### [Direction]
Render the records below as a two-column CSV with the headers instruction and answer, giving one row for each instruction with its answer, each in its own quoted field, with line breaks replaced by spaces. Leave out the pictures.

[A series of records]

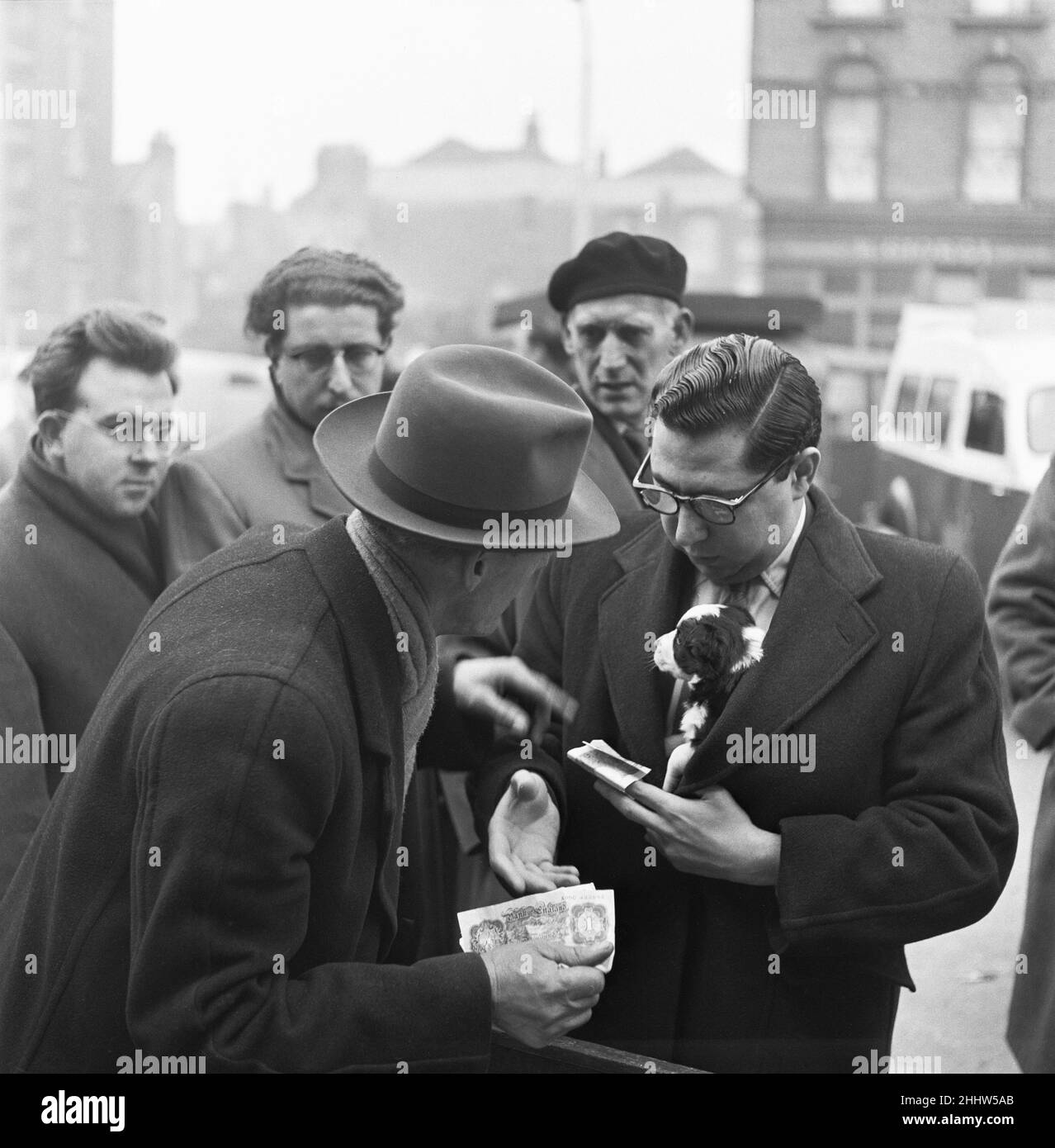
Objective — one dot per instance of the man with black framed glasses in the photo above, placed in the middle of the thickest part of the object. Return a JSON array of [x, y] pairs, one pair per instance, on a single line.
[[852, 797], [326, 318], [79, 548]]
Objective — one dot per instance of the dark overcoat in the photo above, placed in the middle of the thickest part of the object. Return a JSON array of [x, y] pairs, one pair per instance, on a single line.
[[73, 588], [220, 875], [905, 827], [1022, 618], [263, 473]]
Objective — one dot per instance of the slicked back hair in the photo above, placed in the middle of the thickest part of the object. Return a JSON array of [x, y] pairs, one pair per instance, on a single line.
[[324, 277], [745, 383], [121, 334]]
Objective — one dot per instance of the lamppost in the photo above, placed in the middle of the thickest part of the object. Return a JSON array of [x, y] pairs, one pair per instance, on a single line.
[[584, 214]]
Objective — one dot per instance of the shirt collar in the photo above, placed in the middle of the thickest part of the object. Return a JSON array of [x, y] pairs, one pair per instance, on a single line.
[[775, 574]]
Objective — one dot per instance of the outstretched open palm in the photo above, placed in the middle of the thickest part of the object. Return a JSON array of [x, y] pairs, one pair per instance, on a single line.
[[523, 838]]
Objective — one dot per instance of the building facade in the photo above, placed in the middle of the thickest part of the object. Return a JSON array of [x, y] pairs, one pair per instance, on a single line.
[[56, 64], [901, 150]]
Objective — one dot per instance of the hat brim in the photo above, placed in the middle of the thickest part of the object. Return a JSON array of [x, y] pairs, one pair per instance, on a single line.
[[344, 441]]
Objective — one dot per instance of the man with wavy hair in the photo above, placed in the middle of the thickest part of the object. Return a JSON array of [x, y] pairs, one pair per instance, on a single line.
[[851, 798], [326, 318], [79, 555]]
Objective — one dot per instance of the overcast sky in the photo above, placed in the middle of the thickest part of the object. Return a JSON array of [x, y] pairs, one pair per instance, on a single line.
[[249, 90]]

### [Exercise output]
instruction,answer
"Objective — one dot per instance of the man with black framed glasses in the photo above, placed in the middle of the thickest part of the object. Return a JSON array of [x, y] pairs, one pair per instance, on a single line.","[[852, 797], [326, 318], [79, 548]]"
"Objective — one dot per instance of the dark overcoat in the photo above, placed in the middle of the thickest part of the object. Return a JSON array of [x, y] pairs, one pair per instance, on a single line.","[[73, 588], [220, 875], [905, 827], [1022, 618], [263, 473]]"
"Objective — one dot per instance of the slicked back hair in the photo above, placed in the middle of the thickest part of the object. Return a JSON array of [x, y] pairs, one pair per instance, on a single line.","[[324, 277], [745, 383], [121, 334]]"
"Objective — one dot per instance of the lamppost in the photo above, placed in the middle of the thickest part of the object. Return a JSON array of [x, y] pairs, one pair per instance, on a single line.","[[584, 214]]"
"Objective — one dot per instance of the shirt collar in the photo above, placed in the middle of the thickest part of the object. Return a JSON array of [x, y] pairs, one pair per instance, on a single line.","[[775, 574]]"
"Objective — one dot per instance of the outstretched open palm in the photo above, placed in the middle of the thickest part of the object. Return a JSON array of [x, y] pairs, one pair per instance, on a single line.","[[523, 838]]"
"Objective — one dot per instance of the building facade in the photo above, placed in the middle of the thickest part of the object. Return a JSON array of [x, y] pairs, one pair per instance, on a single line.","[[56, 64], [901, 150]]"
"Objective — one dot per instance of the hat brim in the photo above, placed in the middle of the thickest part of the object. Return a JSON array of [x, y] pairs, one pair per instance, on a single line.","[[344, 441]]"
"Objective — one dot per instance of the man with wavy hair in the photo above, placed in the middle of the thickest part of the object. Return a JSON array of [x, y] pairs, one pair per instance, on a single line.","[[851, 798], [326, 318], [79, 555]]"
"Objective — one dot per instance of the overcast sky in the photo above, placed in the middle of the thickest part of the object. Return a JSON array of [x, y] pairs, one pair per instance, on a single line.","[[249, 90]]"